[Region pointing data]
>>>>>
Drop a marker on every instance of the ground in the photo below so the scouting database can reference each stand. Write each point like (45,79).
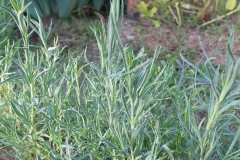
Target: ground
(76,35)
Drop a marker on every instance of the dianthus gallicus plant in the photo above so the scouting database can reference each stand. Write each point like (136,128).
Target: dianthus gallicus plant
(124,107)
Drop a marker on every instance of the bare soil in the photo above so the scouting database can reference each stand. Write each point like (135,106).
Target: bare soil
(172,39)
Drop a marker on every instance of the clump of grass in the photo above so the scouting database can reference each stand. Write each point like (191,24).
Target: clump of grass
(127,107)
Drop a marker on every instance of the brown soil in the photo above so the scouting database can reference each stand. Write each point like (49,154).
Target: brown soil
(172,39)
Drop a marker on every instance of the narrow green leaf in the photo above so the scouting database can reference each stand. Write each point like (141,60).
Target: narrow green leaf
(13,78)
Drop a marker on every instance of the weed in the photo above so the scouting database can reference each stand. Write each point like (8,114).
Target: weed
(127,107)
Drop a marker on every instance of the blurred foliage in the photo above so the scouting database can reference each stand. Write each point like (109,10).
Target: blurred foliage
(60,8)
(205,11)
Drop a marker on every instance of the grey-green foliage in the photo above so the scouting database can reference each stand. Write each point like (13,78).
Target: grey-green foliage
(217,134)
(61,8)
(127,107)
(6,27)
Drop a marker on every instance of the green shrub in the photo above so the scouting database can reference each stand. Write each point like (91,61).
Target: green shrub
(127,107)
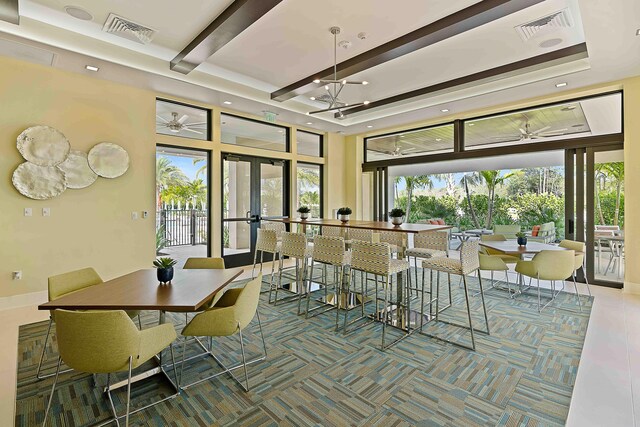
<<<<<
**DIRECTIONS FOR THIS TASK:**
Skip the pictures and transcribe the rest of the records exactly.

**SOLUTION FOR THIS TASK:**
Drop a marker on every instance of the ground in the photo below so the scouting database can reference each stand. Write each point like (45,79).
Target: ground
(76,35)
Drop a marker on every instance of the dianthus gallicus plant in the photo above so the scouting database can reference each stand. Write each point like (136,128).
Target: dianthus gallicus plant
(124,107)
Drop a marker on every instance of the bare soil in the photo above so the scouting database can reference each stand. Write each point like (135,106).
Target: bare soil
(172,39)
Drop a marker on every instance of the clump of grass in the photo above so the scouting database can reference each stand. Write each point like (191,24).
Target: clump of grass
(127,107)
Drop a marker on every instance of the brown soil in the photo above so the scouting database can reference each stand. Write each point like (49,154).
Target: brown soil
(172,39)
Drop a marker on every instance of the narrow green leaf in the photo above so the scouting database can reference each stand. Write each point like (141,60).
Target: narrow green leaf
(13,78)
Drop a marker on every instance of the weed in the photo above so the scouting database can reference each stand. Write each point like (8,114).
Target: weed
(127,107)
Drop a marker on every instance of the blurred foliage in the photo above so the scouting database can reference each stand. Write each point like (109,10).
Target: blurred foliage
(60,8)
(205,11)
Drop a marker on every instance of the grey-green foliage in the photo above so the scouting database can reference each stand. Write each point like (13,78).
Target: grey-green foliage
(217,134)
(61,8)
(127,107)
(6,27)
Drop a marker on every instance of the green shrub in the photo above so the scouting database can reference each stand. Write each point like (91,61).
Target: green shrub
(127,107)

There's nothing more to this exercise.